> **Text block**:

====================

Lucerne thought to have originated in Iran, from where it travelled to the Arab countries where it was called alfalfa, meaning “best fodder”. Afterwards it was introduced in Europe and called ‘lucerne’. Within the next 150 years it became a popular forage crop in many countries including Indo-Pakistan subcontinent. Lucerne is a multi-cut, perennial, legume forage crop. It is known as the ‘queen’ of fodders because of its unique and multiple characteristics. Alfalfa contains 18% protein, 11% carbohydrates, 85 fats and 30% fiber. The dry matter equally filled with nutrition containing calcium, magnesium and other mineral salts. It provides fodder throughout the year especially during the two periods of fodder scarcity in the country, May-June and October-November.
Soil and Climate:
Lucerne is well adapted to a wide range of climatic and soil conditions, but it does best under conditions of low rainfall and high sunshine. It grows well in a dry climate on deep, well drained, loamy soil with a PH of 6.5-7. It can tolerate extreme heat and cold.
Lucerne 2002 is the best variety.
Seed rate and method of sowing:
Drill 15-20 kg/ha of healthy seed in lines 45cm apart in good wattar. Line sowing better than broadcasting because lines sowing facilities hoeing and other cultural operations in subsequent years. Lucerne is also broadcasted in some parts of the country.
Seedbed preparation and sowing time:
A good seedbed is prepared with a furrow-turning plough followed by three to four shallow cultivations and planking. The assumption that alfalfa does not require any fertilizer is incorrect. A crop sown between October 15 and November 15 gives a good fodder return. In Baluchistan the latest sowing time is in March.
This crop needs a first irrigation three weeks after sowing. Subsequent irrigation are to be applied at interval of 15-20 days in winter and 10-15 days in summer, depending upon the weather. Alfalfa can tolerate drought better than other crops.
Intercultural practices and weeding:
After the seasonal rains in summer are over, hoe the crop to keep it free of weeds and fertilize. This will ensure a good crop throughout the year.
Pest and Diseases:
Spring black stem
Spring black stem, caused by the fungus Phoma medicaginis (Ascochyta imperfecta) is a common disease of lucerne which can cause reductions in yield and forage quality.
All parts of the plant may become infected. Early symptoms are small, dark-brown or black spots on the leaves, leaf petioles and stems. As the disease develops the lesions on the stems rapidly enlarge and join together until most of the stem is blackened. The infected areas on the stems may extend for several centimetres or may entirely girdle it. Severely infected stems and petioles wither and die. The leaves turn yellow and drop off if harvest is delayed.

====================

> **Required actions**:
A. Do these statements agree with the lucerne passage? (i) Lucerne is called the "queen" of fodders. (ii) Alfalfa needs no fertilizer. (iii) The first irrigation is due one week after sowing. For each, answer yes or no and quote the deciding words.
B. According to the lucerne passage, which fungus causes spring black stem?
C. Write out everything in the lucerne passage from "Lucerne 2002 is" down to "of the country.".
You can set the rows aside; nothing here depends on them.

> **Dataset extract**:
====================

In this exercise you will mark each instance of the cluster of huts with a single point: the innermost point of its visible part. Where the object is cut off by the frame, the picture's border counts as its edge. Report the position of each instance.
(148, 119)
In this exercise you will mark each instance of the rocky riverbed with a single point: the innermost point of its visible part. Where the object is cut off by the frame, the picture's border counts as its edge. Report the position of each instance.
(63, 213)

====================

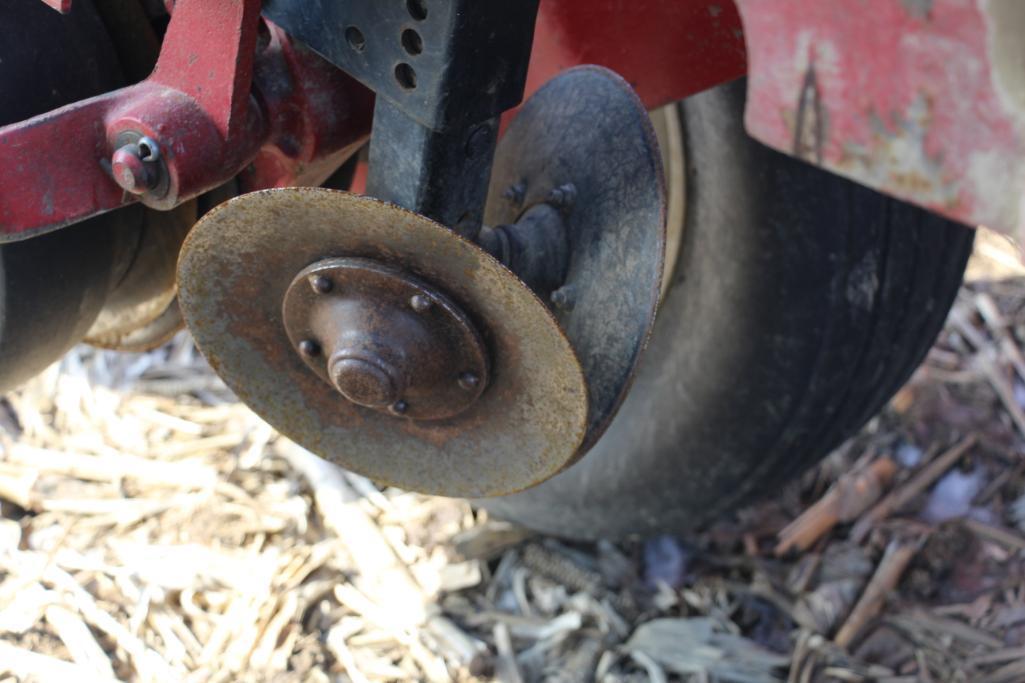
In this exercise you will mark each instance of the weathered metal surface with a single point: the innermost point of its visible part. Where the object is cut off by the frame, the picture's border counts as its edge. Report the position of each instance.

====================

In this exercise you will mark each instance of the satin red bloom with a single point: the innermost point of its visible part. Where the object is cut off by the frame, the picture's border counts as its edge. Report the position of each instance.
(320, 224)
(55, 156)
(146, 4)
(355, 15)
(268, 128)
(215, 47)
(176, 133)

====================

> **Answers to the exercise**:
A.
(i) Yes: "It is known as the ‘queen’ of fodders because of its unique and multiple characteristics."
(ii) No: "The assumption that alfalfa does not require any fertilizer is incorrect."
(iii) No: "This crop needs a first irrigation three weeks after sowing."

B. Phoma medicaginis (Ascochyta imperfecta).

C.
Lucerne 2002 is the best variety.
Seed rate and method of sowing:
Drill 15-20 kg/ha of healthy seed in lines 45cm apart in good wattar. Line sowing better than broadcasting because lines sowing facilities hoeing and other cultural operations in subsequent years. Lucerne is also broadcasted in some parts of the country.